- _Brief_:
Exactly and only the lines from the one containing "Would you be able to mark the oven" through the close of the entries below are to be set down.

(A block of data)
⟨
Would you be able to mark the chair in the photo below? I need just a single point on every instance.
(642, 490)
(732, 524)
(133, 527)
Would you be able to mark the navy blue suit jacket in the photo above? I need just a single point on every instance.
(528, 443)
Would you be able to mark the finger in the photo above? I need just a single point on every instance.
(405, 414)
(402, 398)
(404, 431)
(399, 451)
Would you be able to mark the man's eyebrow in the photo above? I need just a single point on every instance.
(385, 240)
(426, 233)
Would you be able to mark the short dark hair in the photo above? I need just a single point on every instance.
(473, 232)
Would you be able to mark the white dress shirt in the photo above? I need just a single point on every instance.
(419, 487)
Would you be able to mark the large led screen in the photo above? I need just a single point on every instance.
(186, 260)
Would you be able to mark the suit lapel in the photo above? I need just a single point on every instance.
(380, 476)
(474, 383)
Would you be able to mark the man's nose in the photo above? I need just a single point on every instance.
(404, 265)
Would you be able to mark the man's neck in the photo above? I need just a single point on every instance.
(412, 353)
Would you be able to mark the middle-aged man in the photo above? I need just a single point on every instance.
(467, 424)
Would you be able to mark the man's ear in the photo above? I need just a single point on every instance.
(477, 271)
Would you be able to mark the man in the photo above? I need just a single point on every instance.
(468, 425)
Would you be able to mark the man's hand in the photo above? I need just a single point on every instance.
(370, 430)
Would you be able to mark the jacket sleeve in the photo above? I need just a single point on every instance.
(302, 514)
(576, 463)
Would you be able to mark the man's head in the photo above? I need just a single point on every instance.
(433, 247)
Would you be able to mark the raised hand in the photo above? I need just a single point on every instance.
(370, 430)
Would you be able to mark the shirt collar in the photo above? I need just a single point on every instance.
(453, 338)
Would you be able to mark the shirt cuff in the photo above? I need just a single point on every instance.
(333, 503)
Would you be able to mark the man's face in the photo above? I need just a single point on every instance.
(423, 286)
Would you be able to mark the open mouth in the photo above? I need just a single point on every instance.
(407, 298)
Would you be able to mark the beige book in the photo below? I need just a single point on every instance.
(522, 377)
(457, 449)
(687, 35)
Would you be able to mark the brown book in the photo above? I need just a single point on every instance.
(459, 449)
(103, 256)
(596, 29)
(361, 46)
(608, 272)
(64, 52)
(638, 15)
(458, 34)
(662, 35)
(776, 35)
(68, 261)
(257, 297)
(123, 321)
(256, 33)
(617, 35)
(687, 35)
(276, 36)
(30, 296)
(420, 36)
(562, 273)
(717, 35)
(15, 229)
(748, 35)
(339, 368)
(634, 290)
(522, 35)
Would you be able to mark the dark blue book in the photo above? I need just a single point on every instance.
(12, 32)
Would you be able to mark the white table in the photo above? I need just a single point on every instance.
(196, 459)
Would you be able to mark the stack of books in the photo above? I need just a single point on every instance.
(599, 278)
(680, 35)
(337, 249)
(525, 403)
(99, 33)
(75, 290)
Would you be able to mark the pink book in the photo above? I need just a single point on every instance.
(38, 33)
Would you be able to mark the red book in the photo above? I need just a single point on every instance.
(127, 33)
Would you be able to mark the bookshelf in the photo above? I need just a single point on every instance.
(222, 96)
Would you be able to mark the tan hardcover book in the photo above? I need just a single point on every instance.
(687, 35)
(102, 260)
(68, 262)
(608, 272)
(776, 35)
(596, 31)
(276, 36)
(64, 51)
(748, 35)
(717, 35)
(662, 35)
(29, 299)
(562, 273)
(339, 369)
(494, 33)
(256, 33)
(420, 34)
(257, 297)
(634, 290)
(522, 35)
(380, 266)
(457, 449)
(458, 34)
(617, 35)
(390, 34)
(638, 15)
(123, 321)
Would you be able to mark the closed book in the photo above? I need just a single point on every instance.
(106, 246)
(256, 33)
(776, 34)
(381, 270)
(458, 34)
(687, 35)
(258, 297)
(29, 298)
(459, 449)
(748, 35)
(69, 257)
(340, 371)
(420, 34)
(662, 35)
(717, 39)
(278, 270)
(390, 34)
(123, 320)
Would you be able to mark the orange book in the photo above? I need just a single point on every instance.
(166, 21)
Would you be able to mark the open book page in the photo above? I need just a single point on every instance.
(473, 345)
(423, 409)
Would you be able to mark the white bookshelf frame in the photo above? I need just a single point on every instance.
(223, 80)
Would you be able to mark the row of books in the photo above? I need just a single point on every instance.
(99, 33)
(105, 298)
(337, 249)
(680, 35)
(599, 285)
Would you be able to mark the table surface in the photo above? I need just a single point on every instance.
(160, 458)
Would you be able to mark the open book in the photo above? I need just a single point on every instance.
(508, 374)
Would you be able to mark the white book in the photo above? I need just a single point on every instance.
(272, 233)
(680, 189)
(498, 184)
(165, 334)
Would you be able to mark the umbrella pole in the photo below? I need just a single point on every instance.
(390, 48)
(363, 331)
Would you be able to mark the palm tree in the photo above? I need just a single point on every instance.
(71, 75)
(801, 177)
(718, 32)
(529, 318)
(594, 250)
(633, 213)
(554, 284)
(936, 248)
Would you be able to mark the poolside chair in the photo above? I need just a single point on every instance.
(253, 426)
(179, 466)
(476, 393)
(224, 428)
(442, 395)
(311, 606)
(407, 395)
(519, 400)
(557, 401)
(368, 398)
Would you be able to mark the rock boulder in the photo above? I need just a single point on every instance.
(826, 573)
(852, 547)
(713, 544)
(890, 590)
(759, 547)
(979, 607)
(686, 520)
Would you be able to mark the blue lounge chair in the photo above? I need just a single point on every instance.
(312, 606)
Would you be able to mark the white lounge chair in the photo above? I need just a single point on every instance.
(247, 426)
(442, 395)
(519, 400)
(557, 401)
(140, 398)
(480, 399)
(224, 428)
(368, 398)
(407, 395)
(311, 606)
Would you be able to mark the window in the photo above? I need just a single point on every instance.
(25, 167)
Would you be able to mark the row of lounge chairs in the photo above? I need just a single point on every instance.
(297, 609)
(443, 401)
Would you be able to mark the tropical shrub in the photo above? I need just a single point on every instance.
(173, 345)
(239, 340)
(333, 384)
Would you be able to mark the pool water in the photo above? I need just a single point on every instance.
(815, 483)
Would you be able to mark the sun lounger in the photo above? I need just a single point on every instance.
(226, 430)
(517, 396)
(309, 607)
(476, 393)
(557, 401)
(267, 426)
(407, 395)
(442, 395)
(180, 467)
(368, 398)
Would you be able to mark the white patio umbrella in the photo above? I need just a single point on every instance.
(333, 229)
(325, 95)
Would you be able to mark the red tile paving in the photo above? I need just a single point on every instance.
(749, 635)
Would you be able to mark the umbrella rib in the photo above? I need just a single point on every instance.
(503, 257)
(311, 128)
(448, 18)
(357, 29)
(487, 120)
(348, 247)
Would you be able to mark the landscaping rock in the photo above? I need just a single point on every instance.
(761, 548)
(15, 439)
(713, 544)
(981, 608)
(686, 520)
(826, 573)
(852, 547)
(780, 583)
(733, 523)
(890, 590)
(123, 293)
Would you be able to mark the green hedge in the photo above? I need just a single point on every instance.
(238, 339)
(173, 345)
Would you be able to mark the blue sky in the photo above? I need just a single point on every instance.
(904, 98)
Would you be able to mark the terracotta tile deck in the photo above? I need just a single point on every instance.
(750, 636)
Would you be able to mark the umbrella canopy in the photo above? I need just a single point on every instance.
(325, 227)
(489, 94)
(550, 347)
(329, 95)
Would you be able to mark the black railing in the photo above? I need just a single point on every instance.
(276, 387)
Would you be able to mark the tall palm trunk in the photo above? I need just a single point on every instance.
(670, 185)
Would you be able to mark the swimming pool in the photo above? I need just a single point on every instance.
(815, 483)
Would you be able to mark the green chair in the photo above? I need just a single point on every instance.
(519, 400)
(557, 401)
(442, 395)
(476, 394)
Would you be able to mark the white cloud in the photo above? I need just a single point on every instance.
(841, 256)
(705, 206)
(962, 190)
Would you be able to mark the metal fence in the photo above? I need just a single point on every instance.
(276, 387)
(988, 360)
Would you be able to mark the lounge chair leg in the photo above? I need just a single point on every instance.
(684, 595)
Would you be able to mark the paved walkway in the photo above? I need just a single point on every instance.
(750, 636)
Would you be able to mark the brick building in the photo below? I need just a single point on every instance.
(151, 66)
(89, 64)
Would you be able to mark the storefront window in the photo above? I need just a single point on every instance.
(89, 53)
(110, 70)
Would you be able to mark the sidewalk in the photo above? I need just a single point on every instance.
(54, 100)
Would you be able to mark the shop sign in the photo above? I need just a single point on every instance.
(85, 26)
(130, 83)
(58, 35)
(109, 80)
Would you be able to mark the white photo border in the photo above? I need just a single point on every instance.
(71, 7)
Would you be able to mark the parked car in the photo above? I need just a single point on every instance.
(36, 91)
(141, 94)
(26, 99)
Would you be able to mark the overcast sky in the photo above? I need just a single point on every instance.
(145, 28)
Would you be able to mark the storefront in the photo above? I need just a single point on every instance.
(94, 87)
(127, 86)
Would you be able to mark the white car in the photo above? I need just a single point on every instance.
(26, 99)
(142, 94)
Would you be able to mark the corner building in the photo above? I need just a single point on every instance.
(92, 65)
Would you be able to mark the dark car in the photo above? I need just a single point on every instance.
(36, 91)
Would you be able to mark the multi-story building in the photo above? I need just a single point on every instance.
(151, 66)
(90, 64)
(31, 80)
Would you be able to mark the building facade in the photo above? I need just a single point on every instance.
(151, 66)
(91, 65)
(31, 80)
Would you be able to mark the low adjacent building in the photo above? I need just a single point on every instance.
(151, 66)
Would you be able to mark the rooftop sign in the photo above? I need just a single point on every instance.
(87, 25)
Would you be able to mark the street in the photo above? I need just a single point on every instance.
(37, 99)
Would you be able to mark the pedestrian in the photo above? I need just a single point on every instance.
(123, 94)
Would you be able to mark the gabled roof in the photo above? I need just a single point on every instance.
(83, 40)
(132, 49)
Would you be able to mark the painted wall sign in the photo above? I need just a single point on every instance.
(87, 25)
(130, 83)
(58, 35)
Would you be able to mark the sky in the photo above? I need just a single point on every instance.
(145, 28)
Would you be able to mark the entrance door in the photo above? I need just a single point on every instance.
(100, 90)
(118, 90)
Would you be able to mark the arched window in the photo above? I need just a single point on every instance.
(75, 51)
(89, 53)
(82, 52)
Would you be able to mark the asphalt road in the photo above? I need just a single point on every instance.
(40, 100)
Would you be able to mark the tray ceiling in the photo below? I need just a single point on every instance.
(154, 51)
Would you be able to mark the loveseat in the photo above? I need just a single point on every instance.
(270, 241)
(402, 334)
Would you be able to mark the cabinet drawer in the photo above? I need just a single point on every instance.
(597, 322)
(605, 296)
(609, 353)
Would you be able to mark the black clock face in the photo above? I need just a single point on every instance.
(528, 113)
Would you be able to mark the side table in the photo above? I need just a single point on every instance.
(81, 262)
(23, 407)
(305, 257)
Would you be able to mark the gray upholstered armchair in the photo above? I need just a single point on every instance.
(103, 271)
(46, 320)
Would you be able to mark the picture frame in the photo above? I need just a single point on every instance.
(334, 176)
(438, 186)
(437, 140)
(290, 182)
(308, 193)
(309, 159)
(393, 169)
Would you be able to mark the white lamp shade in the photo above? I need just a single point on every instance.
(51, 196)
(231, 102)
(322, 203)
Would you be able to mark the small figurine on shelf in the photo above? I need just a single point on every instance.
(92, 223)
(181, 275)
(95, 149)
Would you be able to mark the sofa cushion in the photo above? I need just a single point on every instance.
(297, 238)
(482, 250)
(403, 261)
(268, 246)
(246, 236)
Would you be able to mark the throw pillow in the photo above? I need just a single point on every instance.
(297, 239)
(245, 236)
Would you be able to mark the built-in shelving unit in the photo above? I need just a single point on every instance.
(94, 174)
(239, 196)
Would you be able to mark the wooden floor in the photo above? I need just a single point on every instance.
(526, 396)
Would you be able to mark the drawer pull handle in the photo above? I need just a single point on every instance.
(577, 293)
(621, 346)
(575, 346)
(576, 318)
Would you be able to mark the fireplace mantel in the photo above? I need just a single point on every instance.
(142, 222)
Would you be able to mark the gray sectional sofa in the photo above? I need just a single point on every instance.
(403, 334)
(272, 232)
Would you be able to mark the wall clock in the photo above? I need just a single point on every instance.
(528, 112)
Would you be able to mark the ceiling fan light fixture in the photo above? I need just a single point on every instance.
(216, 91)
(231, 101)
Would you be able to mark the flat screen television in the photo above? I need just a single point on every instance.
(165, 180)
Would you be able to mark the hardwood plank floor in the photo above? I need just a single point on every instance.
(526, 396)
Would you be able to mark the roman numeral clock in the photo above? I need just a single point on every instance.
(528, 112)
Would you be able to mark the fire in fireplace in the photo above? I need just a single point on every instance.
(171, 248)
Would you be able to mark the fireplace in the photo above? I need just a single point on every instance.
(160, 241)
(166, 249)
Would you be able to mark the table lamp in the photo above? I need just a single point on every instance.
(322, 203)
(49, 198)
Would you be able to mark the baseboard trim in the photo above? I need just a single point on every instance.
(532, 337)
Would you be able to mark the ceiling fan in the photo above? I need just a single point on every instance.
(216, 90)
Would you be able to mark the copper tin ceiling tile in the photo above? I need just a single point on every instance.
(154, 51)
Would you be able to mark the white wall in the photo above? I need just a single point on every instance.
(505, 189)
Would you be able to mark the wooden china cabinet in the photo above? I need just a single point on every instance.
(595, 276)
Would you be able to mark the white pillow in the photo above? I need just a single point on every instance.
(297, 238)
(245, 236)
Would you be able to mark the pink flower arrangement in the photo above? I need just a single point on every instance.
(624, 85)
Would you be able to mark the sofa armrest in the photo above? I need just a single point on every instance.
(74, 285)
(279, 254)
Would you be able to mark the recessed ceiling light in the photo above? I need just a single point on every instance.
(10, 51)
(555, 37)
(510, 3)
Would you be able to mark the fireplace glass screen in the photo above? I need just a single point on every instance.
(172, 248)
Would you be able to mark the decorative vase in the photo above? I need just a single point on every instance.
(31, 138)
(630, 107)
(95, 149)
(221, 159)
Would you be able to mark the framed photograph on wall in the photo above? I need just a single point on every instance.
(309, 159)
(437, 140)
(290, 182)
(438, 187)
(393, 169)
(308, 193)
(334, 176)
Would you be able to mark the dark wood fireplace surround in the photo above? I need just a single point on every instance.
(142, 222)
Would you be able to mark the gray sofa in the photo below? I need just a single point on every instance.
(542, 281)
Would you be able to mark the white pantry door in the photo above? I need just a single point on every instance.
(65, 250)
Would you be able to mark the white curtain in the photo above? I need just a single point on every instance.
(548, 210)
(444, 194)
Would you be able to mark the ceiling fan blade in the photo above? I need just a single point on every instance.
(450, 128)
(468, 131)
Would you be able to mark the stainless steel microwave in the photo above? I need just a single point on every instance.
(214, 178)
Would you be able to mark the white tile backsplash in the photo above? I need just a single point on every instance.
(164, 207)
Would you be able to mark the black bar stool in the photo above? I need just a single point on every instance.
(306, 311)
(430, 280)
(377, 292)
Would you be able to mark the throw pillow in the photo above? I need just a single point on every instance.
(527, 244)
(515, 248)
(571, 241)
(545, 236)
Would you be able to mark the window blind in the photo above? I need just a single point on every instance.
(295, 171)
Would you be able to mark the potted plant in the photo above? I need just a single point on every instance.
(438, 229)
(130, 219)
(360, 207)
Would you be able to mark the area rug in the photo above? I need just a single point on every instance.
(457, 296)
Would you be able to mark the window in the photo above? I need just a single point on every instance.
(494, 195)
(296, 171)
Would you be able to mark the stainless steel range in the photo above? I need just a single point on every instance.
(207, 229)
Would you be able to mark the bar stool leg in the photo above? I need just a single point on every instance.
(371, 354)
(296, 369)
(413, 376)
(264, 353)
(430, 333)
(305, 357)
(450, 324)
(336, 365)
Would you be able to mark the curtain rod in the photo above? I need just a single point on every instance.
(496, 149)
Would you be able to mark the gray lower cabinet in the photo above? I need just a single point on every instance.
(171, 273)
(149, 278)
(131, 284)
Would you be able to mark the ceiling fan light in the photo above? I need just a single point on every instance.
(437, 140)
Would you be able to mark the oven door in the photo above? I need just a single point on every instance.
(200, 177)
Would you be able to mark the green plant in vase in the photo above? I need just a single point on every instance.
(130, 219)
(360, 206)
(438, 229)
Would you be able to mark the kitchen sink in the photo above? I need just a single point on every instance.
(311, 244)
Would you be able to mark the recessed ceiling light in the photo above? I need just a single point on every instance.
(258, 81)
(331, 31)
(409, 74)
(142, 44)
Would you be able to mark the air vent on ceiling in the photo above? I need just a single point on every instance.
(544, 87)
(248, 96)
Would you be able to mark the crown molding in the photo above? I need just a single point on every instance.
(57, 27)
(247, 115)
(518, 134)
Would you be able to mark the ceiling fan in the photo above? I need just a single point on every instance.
⟩
- _Task solution_:
Would you be able to mark the oven door in the photo above? I need just a single point on every instance.
(200, 177)
Would you be able to mark the green plant in vase in the photo above? I need just a single point on every instance.
(130, 219)
(360, 206)
(438, 229)
Would you be able to mark the kitchen sink in the photo above? I need just a single point on every instance.
(311, 244)
Would you be able to mark the recessed ceiling light in the photo above? I need just a single point on every instance.
(258, 81)
(331, 31)
(409, 74)
(142, 44)
Would you be able to mark the air vent on ceiling in the photo above? I need just a single point on every instance.
(544, 87)
(248, 96)
Would you be able to mark the crown molding in the photo above? I need just a single point on every instance.
(57, 27)
(247, 115)
(518, 134)
Would you be able to mark the ceiling fan in the photo above? I need just a single point on every instance.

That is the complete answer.